The Birth

Information on the birthing options available including hospital or birthing house deliveries, home births and water births, plus details on prenatal care and work considerations...

Various options are available to pregnant women when it comes to the time of their baby's birth.

Hospitals

Most women still opt to give birth in hospital and the choice of hospital will be decided in conjunction with the gynaecologist. Following the birth it is normal to spend five days in hospital.

As well as the usual medical carers, a physiotherapist will assist at the birth and in the weeks afterwards to ensure that the body recovers properly after the birth. The gynaecologist/obstetrician will almost certainly be present for the birth. Many women also choose to have a physiotherapist present to assist with pain relief. If the parents have not already had contact with the ONE (Office de la Naissance et de l'Enfance) during pregnancy they will receive a visit from a TMS on or shortly after admission to hospital.

Home births

Home births (l'accouchement à domicile) are available across the country. Mothers considering this should discuss it with their medical team as early as possible. It is only an option if the mother is in good health (no hypertension or pre-eclampsia) and the pregnancy is progressing normally and the baby arrives between 37 and 42 weeks. Women who have previously had a caesarean section or who are expecting twins will be strongly urged to give birth in a hospital.

= = =

→ What is expected: Could you reproduce the birthing options text word for word, starting with "Information on the" and going on through "days in hospital."?

→ Data provided:
= = =

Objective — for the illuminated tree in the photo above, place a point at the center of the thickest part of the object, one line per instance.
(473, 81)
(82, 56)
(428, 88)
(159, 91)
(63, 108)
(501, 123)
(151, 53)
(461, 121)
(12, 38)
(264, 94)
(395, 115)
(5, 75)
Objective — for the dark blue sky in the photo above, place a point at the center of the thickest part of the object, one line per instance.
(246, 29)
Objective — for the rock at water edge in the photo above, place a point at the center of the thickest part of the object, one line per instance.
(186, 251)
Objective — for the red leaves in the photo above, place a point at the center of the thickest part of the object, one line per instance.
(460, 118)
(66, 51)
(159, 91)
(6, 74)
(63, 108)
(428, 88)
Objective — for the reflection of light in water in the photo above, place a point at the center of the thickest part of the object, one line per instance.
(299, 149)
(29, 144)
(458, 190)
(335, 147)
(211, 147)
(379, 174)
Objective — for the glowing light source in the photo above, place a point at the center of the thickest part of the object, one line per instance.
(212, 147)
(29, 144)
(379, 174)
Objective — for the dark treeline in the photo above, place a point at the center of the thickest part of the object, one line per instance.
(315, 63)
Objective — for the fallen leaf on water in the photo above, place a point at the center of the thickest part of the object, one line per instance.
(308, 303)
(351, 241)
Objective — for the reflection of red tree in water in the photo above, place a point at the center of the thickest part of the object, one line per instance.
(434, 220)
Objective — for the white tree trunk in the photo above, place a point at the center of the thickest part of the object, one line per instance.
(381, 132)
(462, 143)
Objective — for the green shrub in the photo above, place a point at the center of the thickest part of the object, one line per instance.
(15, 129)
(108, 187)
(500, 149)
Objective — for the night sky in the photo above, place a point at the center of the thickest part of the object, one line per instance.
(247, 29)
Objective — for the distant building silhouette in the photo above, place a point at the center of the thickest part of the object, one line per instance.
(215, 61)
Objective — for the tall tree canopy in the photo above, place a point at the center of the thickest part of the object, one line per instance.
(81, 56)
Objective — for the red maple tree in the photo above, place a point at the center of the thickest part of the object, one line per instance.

= = =

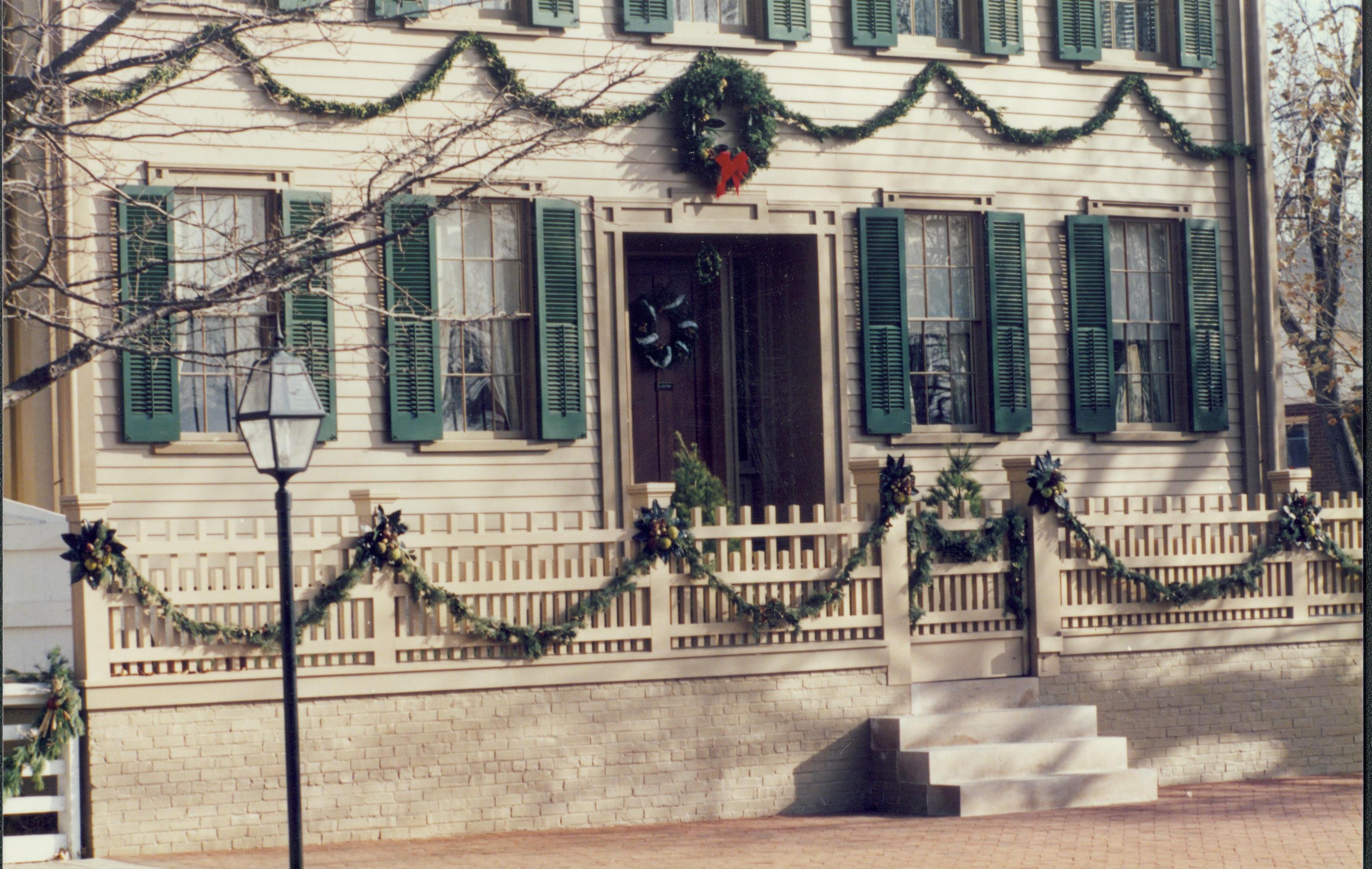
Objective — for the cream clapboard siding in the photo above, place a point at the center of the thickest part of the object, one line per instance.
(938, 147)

= = =

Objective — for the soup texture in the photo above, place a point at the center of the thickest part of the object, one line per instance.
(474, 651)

= = =

→ Response to the task:
Information on the birthing options available including hospital or birthing house deliveries, home births and water births, plus details on prenatal care and work considerations...

Various options are available to pregnant women when it comes to the time of their baby's birth.

Hospitals

Most women still opt to give birth in hospital and the choice of hospital will be decided in conjunction with the gynaecologist. Following the birth it is normal to spend five days in hospital.